Fragment >>
- En zegt: “zoals de nood van de zieke om de dokter roept, roept de nood van de zondaar om de Redder”.
- En dan spoort Jezus Zijn tegenstanders aan om zichzelf te onderzoeken m.b.t. hun roeping t.o.v. tollenaars en zondaars.
Vers 13 – “
13Maar ga heen en leer wat het betekent: Ik wil barmhartigheid en geen offer; want Ik ben niet gekomen om rechtvaardigen tot bekering te roepen, maar zondaars.”
- De woorden “ga heen en leer” is een rabbijnse uitdrukking voor: “gaat bestuderen”.
- Dus, zelfs tegen Zijn tegenstanders toont Jezus genade en spoort hen aan om zichzelf te verdiepen in de ware betekenis van Gods Woord.
- Ga heen en leer wat het betekent: Ik wil barmhartigheid en geen offer…
- Jezus citeerd Hosea 6:6 waarin staat: “Want ik vind vreug-de in goedertierenheid en niet in offer, in kennis van God meer dan in brandoffers!”.
- God persoonlijk leren kennen, een intieme relatie met God onderhouden is voor God veel belangrijker dan wat men voor God kan doen of kan opofferen.
- Alle offers die door God in het O.T. ingesteld werden waren niet dingen die men deed zonder dat men’s hart erbij was be-trokken. God wil dat men met hun hart offerde en niet plicht-matig voor de vorm.
- Maar de Farizeeën, de kerkleiders van die tijd hielden zich meer bezig met de vorm dan met datgene waar het bij God om draait, en dat is het hart.

Brongegevens >>

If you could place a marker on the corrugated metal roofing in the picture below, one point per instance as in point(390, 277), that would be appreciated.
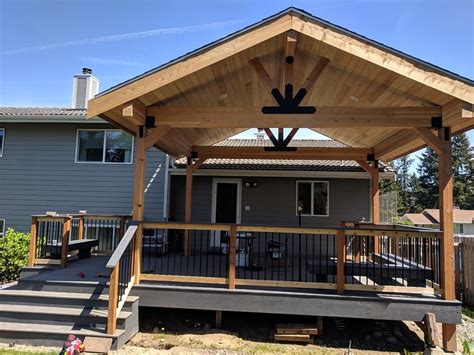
point(282, 164)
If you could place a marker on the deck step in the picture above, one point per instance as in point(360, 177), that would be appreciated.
point(47, 318)
point(18, 296)
point(47, 334)
point(57, 314)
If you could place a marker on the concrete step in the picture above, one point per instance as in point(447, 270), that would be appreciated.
point(50, 334)
point(45, 314)
point(70, 299)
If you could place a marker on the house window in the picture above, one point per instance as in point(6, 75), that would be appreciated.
point(2, 140)
point(104, 146)
point(313, 198)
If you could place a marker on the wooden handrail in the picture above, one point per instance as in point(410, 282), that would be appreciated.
point(126, 239)
point(374, 230)
point(114, 306)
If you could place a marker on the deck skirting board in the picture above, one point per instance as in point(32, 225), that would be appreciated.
point(365, 306)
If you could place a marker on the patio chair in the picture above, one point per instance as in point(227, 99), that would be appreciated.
point(278, 251)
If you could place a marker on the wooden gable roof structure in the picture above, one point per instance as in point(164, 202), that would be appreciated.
point(293, 70)
point(218, 91)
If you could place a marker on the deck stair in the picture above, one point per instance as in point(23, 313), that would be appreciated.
point(46, 318)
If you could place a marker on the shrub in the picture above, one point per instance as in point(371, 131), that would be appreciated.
point(14, 250)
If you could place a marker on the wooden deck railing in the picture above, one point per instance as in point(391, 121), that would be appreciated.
point(51, 235)
point(122, 276)
point(371, 258)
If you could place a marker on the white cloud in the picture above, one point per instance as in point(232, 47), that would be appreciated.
point(121, 37)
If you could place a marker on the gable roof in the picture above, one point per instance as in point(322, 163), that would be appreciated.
point(41, 111)
point(361, 74)
point(431, 216)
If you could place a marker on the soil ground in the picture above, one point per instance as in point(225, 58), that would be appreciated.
point(169, 331)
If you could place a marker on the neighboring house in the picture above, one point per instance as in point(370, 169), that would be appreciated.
point(463, 220)
point(53, 159)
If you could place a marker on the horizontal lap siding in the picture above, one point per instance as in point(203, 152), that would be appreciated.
point(273, 202)
point(38, 173)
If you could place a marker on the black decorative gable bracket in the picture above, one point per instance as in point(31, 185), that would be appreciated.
point(288, 104)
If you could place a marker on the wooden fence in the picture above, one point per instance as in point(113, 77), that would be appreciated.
point(464, 268)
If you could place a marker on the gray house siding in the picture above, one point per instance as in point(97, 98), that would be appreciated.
point(38, 173)
point(273, 202)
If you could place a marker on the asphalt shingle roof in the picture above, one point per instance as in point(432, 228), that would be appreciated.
point(281, 164)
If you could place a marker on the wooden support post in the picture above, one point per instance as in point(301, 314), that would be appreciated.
point(139, 199)
point(430, 330)
point(232, 252)
point(34, 232)
point(218, 319)
point(446, 225)
point(341, 256)
point(188, 206)
point(65, 241)
point(113, 298)
point(80, 235)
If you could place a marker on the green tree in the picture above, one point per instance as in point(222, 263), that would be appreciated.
point(426, 193)
point(463, 172)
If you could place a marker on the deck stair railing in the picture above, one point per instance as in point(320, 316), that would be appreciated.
point(122, 275)
point(51, 235)
point(382, 258)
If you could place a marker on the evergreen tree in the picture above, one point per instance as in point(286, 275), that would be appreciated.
point(462, 172)
point(403, 180)
point(426, 193)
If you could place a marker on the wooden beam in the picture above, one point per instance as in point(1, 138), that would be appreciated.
point(385, 58)
point(154, 135)
point(446, 225)
point(139, 199)
point(33, 237)
point(302, 153)
point(262, 74)
point(232, 252)
point(324, 117)
point(315, 73)
point(65, 241)
point(430, 139)
point(135, 112)
point(180, 69)
point(341, 258)
point(188, 198)
point(290, 51)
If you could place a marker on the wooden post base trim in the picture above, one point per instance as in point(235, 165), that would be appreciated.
point(449, 337)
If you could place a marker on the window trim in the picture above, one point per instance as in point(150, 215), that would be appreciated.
point(312, 198)
point(3, 142)
point(105, 130)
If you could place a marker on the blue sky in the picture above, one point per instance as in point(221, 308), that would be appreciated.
point(43, 43)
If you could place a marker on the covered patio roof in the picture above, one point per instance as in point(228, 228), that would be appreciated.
point(374, 99)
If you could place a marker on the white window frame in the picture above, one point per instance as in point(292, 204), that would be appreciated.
point(3, 142)
point(105, 130)
point(312, 198)
point(2, 231)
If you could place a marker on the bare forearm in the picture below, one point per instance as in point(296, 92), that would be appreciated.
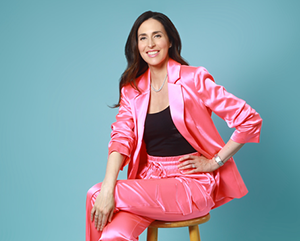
point(114, 163)
point(229, 150)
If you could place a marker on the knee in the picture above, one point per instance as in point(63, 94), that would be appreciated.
point(116, 236)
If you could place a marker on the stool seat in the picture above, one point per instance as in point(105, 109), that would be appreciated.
point(191, 223)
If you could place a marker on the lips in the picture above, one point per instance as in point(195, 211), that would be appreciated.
point(152, 53)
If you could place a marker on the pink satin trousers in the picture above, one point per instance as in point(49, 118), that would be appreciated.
point(162, 192)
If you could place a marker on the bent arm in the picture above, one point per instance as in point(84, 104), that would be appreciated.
point(104, 206)
point(114, 163)
point(202, 164)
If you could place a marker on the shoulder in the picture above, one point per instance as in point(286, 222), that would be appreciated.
point(197, 74)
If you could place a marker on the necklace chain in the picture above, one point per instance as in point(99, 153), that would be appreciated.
point(161, 85)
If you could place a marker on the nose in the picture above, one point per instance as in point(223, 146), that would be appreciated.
point(151, 43)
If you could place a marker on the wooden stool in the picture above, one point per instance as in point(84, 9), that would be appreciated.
point(192, 224)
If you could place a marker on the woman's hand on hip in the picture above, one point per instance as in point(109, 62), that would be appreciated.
point(103, 209)
point(194, 164)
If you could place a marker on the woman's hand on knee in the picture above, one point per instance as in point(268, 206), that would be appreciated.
point(103, 209)
point(194, 164)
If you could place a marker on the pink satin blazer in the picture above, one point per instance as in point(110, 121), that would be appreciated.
point(193, 95)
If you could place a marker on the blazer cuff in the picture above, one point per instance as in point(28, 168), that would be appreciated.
point(122, 149)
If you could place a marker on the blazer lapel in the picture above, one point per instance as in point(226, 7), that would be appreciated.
point(176, 100)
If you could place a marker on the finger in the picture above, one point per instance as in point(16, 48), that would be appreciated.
point(96, 220)
point(190, 171)
point(103, 222)
point(110, 216)
point(185, 165)
point(184, 158)
point(92, 214)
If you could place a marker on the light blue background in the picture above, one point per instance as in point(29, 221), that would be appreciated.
point(60, 62)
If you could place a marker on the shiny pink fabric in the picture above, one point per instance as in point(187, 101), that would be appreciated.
point(193, 96)
point(162, 192)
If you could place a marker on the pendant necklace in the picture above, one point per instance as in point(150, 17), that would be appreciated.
point(161, 85)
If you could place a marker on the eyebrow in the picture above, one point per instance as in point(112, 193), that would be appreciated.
point(155, 32)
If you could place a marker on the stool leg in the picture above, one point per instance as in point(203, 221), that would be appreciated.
point(194, 233)
point(152, 234)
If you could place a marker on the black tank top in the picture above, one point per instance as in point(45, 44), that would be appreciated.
point(162, 137)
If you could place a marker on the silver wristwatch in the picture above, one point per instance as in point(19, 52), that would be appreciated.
point(218, 160)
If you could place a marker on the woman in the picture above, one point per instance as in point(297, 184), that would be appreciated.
point(179, 167)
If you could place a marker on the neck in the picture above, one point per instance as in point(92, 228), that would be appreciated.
point(158, 74)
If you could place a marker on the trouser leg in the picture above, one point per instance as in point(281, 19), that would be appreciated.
point(170, 199)
point(124, 225)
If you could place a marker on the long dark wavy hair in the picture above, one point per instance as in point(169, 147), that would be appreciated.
point(136, 66)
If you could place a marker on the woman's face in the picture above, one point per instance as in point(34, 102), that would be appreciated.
point(153, 43)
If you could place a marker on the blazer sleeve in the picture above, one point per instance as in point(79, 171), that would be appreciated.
point(236, 112)
point(122, 134)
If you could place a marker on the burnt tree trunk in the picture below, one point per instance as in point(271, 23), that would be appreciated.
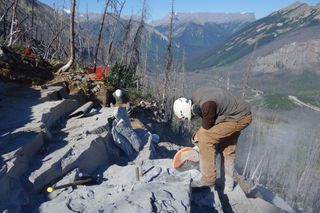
point(72, 50)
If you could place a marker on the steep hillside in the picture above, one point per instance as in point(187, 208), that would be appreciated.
point(197, 33)
point(260, 33)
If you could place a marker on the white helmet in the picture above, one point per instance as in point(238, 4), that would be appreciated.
point(182, 108)
point(118, 93)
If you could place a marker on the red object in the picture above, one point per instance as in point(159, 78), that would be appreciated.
point(28, 52)
point(101, 72)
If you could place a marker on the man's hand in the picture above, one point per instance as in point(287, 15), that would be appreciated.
point(194, 139)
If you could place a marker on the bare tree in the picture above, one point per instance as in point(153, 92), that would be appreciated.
point(72, 49)
point(100, 35)
point(13, 23)
point(134, 59)
point(169, 63)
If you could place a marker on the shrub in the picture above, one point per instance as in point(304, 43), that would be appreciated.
point(120, 76)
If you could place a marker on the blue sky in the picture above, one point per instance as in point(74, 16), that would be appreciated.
point(160, 8)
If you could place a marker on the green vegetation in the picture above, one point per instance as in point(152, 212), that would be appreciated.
point(278, 102)
point(120, 76)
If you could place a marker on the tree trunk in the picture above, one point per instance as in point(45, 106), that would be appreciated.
point(168, 67)
point(72, 51)
point(100, 35)
point(13, 22)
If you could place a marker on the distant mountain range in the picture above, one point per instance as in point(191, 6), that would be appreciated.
point(197, 33)
point(285, 39)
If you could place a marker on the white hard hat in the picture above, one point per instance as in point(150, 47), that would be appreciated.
point(118, 93)
point(182, 108)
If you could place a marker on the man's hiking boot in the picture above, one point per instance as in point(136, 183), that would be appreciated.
point(201, 183)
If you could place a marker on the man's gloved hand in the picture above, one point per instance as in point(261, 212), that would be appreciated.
point(194, 139)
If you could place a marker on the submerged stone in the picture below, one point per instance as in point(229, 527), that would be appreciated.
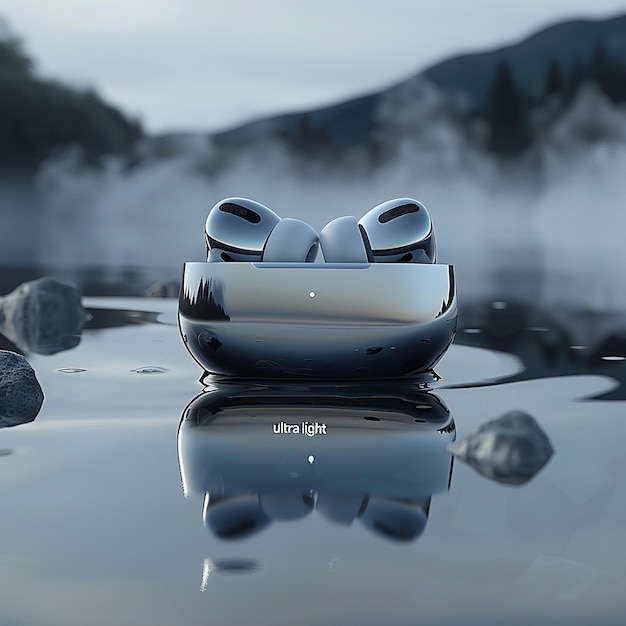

Te beantwoorden vragen >>
(a) Vertaal deze zin uit het fragment over barmhartigheid en offer in het Engels: "God persoonlijk leren kennen, een intieme relatie met God onderhouden is voor God veel belangrijker dan wat men voor God kan doen of kan opofferen."
(b) Zet het fragment over barmhartigheid en offer voort na de laatste zin.

Antwoorden per nummer >>
(a) Getting to know God personally, maintaining an intimate relationship with God, is far more important to God than what one can do or sacrifice for God.

(b)
- Ik kan elke zondag naar de kerk toe gaan, ik kan elke zondag meehelpen door mijn taak te vervullen, ik kan mijn tiende aan de kerk geven, ik kan allerlei dingen “voor God” doen, maar als ik geen hart heb voor zondaars, dan ben ik fout bezig, dan ben ik geen echte christen.
- De Farizeeën stelde een zuivere diagnose, maar daar lieten zij het bij. Zij constateerde dat tollenaars grote zondaren zijn en daarin hadden zij gelijk. Maar zij kwamen vervolgens niet met een oplossing; hoe de zondaar te redden.
- Ik denk dat wij dit ook doen. Wij zeggen over die en die dat zij zo slecht zijn, wij kijken veroordelend neer op zondaars, maar vervolgens blijven wij passief in plaats van dat wij de zondaars de hand reiken.
- Ik denk dat wij bang zijn om onze handen vuil te maken aan zondaars.
- Jezus trok met zondaars op, Hij tafelde met zondaars, en Hij deed dit zonder Zichzelf te ver-loochenen, zonder dat Hij mee ging in hun zonde, zonder dat Hij Zelf beinvloed en besmet werd met hun zonde.
- En dit vraagt God ook van ons. Wij kunnen zondaars niet bereiken vanuit onze comfort zone. Wij moeten willen onze handen vuil te maken om Gods genade, barmhartigheid en vergeving aan zondaars aan te bieden.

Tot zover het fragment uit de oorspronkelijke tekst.